> DOCUMENT EXTRACT
The cake, in this metaphor, is the rest of the setting.

Because no matter how bizarre, weird, or unusual the creatures, spells, or culture of a setting is, if you present it in a way that feels grounded to your audience, they'll be more than happy to swallow it. Not only that, but they'll probably ask for seconds!

If you want the cities and towns in your setting to have verisimilitude, then I'd recommend asking the following questions of your project, and seeing where they lead you!

And for those wondering about my bona fides, I'd recommend checking out my supplement 10 Fantasy Villages, as well as Ironfire: The City of Steel and one of its sister entries Moüd: The City of Bones for the Sundara: Dawn of a New Age setting.

Lastly, if you're looking for more world building and story advice, check out my author blog The Literary Mercenary, as well as my gaming blog Improved Initiative. And for more assorted geekery, consider taking a look at the rest of my Vocal archive while you're here!

Tip #1: What Resource Drew People Here?

So much land... all of it ours!

Most settlements tend to be built around some kind of resource that residents want to live near because it makes their lives easier. Whether that's good growing soil for a farming community, veins of ore for a mining town, or lush, old growth forests for a lumber town. Generally this resource should accomplish at least one of two things:

1. Support the basic needs of the community (farm produce, fishing, etc.)

2. Create something of value that can be exported/exchanged (ore, lumber, etc.)

> RECORD EXTRACTS
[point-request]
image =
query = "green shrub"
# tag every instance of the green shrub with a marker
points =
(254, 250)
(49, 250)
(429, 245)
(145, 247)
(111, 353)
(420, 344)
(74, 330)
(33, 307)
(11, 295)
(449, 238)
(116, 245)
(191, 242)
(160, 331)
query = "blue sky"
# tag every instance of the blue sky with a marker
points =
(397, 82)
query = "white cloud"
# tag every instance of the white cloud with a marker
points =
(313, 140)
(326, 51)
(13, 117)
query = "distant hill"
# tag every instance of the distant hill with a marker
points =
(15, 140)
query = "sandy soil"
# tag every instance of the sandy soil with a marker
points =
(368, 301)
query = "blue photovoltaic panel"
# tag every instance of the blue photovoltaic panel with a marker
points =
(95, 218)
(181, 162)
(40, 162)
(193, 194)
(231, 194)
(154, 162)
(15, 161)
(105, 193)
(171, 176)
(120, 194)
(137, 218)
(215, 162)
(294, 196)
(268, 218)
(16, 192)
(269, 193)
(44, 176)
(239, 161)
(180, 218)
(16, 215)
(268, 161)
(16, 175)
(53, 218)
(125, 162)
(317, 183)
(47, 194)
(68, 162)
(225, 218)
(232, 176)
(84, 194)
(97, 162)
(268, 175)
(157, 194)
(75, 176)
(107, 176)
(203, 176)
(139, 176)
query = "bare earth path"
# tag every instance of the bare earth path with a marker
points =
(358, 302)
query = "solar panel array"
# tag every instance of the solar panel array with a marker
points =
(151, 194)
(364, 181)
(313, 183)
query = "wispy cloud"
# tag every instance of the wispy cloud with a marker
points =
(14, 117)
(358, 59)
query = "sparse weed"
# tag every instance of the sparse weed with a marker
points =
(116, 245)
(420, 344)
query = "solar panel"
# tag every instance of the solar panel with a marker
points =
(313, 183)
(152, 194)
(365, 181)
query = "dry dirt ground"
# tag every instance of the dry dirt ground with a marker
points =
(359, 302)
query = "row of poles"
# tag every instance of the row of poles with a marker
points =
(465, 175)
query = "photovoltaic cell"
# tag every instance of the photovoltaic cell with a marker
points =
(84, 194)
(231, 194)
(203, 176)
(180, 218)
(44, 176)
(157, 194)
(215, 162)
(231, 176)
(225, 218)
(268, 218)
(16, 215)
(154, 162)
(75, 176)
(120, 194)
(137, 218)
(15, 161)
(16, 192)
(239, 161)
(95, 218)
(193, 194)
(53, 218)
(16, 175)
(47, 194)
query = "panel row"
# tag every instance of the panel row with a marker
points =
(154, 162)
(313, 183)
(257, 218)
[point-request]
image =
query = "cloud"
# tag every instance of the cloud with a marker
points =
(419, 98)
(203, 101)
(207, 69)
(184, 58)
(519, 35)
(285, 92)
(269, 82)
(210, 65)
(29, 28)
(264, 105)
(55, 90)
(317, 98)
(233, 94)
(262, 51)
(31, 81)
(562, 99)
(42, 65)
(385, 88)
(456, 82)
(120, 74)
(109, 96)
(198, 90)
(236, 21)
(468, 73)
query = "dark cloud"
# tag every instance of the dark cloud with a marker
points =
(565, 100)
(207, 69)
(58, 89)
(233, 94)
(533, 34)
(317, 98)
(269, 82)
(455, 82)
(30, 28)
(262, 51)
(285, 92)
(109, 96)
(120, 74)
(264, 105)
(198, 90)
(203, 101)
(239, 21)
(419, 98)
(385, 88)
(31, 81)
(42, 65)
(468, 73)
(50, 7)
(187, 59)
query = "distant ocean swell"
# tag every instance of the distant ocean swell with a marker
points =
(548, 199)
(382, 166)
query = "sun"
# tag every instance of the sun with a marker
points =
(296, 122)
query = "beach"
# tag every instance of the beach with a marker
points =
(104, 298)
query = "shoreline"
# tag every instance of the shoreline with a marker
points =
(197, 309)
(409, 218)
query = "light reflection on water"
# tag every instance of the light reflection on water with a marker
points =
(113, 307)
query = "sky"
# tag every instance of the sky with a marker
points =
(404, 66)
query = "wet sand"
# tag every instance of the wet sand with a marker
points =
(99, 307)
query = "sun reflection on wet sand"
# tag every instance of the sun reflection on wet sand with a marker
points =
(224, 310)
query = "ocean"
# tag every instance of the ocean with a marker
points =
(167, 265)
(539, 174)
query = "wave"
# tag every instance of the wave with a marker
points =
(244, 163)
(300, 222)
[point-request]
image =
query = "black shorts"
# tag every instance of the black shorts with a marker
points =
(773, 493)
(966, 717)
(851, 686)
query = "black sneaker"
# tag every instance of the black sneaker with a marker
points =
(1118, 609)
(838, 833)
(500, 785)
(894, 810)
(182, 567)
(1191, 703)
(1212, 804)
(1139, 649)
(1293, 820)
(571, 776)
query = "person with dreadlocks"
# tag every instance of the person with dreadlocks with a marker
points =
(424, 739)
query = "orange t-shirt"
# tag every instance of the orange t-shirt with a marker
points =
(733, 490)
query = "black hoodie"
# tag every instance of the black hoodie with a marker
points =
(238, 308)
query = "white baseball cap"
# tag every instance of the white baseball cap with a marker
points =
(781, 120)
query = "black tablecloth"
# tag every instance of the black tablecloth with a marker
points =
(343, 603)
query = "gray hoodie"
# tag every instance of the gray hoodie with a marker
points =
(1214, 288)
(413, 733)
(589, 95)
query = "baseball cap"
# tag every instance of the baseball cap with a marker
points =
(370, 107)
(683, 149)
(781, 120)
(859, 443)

> INSTRUCTION
Answer these questions about the world-building text above the data, one per line:
1. What is the cake in the metaphor?
2. What is the name of the author's gaming blog?
3. What resource does the text name for a lumber town?

> EXERCISE RESULT
1. The rest of the setting.
2. Improved Initiative.
3. Lush, old growth forests.